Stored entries
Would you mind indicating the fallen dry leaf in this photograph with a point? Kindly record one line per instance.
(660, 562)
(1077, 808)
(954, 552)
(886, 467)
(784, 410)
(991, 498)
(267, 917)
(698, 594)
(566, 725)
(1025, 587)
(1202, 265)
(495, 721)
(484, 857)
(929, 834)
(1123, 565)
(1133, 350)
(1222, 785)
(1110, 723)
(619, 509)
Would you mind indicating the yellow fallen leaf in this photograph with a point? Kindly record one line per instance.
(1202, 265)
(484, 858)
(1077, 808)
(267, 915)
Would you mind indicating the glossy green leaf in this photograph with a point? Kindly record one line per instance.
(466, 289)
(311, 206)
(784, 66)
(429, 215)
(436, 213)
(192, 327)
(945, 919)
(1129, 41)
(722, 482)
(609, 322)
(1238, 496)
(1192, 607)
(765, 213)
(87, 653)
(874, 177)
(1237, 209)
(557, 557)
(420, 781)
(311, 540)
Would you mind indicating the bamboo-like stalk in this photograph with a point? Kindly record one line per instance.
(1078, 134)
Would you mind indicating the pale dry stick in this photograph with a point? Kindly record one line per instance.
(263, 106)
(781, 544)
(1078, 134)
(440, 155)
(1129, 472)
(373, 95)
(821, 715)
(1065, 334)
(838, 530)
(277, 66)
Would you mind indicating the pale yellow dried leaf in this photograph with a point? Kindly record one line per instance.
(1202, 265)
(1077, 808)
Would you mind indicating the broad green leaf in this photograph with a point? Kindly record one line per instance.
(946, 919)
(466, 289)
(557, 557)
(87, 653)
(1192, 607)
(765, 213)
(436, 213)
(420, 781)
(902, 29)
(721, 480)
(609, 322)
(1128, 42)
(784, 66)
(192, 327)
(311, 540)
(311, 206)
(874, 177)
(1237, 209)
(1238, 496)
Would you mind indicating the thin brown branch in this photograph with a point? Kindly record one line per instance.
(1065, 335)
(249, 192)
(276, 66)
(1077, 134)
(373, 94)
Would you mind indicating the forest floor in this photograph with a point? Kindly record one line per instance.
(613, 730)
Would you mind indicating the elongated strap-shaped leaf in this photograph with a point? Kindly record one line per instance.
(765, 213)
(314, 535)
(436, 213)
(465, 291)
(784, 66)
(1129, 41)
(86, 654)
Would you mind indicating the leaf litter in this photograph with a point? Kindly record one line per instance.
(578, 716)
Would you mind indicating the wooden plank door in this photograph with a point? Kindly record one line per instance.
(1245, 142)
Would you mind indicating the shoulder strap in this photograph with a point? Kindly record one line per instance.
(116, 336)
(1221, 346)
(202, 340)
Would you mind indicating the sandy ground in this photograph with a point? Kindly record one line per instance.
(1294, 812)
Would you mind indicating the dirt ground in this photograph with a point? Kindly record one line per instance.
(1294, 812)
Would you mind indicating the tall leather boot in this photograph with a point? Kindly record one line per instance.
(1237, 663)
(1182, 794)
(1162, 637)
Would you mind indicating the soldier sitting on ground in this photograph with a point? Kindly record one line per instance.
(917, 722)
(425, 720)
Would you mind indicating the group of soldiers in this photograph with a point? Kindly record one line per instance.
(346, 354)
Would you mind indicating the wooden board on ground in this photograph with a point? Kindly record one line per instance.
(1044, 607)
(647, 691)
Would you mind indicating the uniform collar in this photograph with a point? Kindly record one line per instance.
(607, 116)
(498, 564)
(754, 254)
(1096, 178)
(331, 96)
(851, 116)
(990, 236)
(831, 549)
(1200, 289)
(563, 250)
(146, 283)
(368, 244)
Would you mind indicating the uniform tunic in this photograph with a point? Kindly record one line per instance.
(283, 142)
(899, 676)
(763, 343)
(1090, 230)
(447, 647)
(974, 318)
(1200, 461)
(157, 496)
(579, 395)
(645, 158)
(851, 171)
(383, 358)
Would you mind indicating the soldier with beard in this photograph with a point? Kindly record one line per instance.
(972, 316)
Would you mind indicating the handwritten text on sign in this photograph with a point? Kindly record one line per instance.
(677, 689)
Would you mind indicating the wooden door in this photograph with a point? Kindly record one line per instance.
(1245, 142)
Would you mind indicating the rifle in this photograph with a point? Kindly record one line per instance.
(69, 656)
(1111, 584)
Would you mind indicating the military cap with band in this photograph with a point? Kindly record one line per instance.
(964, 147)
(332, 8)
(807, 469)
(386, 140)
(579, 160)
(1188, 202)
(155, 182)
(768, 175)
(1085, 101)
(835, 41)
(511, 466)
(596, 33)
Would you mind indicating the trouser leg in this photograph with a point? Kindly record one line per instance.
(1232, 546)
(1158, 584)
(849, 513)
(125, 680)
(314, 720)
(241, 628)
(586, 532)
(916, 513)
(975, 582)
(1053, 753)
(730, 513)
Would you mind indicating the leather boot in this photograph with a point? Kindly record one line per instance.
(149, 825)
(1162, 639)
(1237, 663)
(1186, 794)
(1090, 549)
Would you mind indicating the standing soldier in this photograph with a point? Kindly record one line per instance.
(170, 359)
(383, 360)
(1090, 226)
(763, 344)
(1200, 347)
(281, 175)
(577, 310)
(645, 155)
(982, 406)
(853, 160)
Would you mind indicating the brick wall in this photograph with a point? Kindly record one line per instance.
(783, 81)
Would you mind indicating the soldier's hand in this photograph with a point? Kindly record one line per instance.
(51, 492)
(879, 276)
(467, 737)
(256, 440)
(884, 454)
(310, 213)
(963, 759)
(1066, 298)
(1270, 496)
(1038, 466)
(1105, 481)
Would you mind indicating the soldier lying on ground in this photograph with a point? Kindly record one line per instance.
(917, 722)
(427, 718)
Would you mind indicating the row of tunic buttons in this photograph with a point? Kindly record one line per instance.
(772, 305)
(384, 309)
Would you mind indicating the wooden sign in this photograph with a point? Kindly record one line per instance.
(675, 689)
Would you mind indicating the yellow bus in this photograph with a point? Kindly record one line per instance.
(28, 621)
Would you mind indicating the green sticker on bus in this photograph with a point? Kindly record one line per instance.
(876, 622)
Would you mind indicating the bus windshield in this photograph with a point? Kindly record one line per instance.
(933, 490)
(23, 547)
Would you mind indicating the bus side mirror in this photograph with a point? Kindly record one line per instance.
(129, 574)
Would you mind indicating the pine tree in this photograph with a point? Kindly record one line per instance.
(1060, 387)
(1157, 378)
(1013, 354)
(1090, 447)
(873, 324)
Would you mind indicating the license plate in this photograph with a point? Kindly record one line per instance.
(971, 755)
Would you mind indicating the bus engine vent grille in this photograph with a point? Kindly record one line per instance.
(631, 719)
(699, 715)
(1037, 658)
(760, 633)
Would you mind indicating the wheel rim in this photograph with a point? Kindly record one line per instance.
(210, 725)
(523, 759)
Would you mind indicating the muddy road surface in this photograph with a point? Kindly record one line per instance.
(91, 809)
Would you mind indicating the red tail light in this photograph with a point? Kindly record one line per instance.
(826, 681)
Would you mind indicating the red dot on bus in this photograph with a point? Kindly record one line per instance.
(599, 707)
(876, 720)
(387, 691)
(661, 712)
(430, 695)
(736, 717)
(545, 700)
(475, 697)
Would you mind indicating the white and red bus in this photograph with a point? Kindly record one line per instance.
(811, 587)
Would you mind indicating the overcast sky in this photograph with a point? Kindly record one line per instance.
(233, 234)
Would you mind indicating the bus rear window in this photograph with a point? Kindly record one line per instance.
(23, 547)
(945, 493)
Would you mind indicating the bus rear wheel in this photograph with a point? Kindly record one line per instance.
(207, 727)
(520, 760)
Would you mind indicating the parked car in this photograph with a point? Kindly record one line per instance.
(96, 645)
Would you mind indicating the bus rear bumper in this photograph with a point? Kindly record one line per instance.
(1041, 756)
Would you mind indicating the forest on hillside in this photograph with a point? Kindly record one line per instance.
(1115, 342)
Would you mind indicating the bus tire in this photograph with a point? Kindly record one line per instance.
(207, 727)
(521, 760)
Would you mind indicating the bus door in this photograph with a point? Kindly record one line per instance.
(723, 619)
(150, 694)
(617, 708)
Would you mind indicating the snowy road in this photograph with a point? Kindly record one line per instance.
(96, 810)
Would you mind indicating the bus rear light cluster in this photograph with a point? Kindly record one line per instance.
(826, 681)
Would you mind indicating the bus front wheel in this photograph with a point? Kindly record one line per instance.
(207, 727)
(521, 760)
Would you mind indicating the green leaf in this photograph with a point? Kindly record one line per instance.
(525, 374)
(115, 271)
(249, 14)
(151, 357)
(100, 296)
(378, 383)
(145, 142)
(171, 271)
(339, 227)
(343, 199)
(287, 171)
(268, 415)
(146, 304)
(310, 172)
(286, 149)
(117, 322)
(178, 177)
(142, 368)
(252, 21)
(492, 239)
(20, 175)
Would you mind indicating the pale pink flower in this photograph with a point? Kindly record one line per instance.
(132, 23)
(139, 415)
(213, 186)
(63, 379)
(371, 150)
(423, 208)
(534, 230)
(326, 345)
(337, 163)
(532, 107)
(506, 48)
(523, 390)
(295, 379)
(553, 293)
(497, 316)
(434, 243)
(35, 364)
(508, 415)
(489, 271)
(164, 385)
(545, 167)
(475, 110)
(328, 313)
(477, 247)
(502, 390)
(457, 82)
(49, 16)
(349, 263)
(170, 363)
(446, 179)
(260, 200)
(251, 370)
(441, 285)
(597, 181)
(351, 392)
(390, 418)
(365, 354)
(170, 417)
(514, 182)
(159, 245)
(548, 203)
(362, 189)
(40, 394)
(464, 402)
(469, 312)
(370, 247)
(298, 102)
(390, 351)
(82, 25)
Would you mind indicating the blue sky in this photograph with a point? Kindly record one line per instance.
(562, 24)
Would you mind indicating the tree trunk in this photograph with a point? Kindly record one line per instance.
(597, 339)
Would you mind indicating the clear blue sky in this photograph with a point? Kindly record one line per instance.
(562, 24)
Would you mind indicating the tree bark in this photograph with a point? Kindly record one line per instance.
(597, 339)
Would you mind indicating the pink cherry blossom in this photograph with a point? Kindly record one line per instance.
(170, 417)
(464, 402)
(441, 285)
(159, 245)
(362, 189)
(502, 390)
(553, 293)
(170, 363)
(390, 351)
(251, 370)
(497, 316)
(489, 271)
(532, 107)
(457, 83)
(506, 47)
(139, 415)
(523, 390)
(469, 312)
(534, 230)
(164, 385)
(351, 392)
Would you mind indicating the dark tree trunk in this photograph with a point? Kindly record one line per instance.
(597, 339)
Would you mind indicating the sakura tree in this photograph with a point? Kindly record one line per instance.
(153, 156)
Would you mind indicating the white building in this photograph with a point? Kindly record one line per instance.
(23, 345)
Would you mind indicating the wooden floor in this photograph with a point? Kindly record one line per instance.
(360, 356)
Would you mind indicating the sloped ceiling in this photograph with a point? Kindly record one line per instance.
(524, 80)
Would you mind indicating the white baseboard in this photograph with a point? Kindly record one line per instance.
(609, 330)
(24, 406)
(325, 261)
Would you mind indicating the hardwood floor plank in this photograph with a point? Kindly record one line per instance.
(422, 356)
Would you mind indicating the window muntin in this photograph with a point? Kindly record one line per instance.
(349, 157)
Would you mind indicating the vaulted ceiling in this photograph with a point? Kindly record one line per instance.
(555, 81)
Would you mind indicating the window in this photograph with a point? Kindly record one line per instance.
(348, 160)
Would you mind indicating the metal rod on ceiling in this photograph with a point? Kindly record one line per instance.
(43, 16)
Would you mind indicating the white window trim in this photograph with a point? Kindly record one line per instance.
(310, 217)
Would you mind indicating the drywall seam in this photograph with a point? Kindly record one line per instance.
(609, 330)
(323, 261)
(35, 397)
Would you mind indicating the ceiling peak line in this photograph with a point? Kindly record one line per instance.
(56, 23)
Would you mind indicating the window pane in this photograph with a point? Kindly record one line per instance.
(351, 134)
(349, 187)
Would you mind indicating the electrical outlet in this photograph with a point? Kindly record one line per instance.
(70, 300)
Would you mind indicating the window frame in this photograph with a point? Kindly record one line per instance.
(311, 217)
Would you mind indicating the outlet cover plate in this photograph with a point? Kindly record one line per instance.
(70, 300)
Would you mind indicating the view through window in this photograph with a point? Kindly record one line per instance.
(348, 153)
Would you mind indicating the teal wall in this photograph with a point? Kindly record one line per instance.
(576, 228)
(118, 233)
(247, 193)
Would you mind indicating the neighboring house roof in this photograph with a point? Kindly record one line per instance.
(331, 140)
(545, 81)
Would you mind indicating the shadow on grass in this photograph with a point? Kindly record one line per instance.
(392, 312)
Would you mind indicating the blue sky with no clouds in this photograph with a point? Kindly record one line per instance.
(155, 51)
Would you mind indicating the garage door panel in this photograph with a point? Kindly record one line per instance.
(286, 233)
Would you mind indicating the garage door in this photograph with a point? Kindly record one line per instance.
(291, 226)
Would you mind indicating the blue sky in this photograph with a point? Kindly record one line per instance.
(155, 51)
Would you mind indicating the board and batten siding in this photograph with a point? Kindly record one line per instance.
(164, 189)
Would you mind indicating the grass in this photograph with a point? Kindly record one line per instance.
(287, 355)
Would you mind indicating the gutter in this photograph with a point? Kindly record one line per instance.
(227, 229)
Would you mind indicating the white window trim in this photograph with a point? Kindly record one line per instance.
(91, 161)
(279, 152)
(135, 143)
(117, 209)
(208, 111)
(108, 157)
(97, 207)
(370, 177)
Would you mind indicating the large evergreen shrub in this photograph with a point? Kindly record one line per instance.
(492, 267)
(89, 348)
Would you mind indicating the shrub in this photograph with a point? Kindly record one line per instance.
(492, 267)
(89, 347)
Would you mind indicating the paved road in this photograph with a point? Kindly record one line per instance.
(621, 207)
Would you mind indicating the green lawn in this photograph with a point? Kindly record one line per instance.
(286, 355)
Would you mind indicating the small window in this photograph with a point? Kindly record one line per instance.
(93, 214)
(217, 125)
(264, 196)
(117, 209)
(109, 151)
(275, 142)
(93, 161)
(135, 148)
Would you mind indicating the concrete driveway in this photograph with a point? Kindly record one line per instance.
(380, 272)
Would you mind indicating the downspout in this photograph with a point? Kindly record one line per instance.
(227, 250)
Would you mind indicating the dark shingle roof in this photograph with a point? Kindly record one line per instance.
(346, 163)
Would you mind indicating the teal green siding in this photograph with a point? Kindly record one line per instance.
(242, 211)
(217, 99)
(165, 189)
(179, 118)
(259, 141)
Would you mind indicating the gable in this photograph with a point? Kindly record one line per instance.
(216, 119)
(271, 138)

§ Task statement:
Output exactly the lines of the data that run from the one containing "Would you mind indicating the gable" to the very last line, and no others.

§ Written solution:
Would you mind indicating the gable in this photograph with a point? Kindly record one line per instance.
(216, 119)
(271, 138)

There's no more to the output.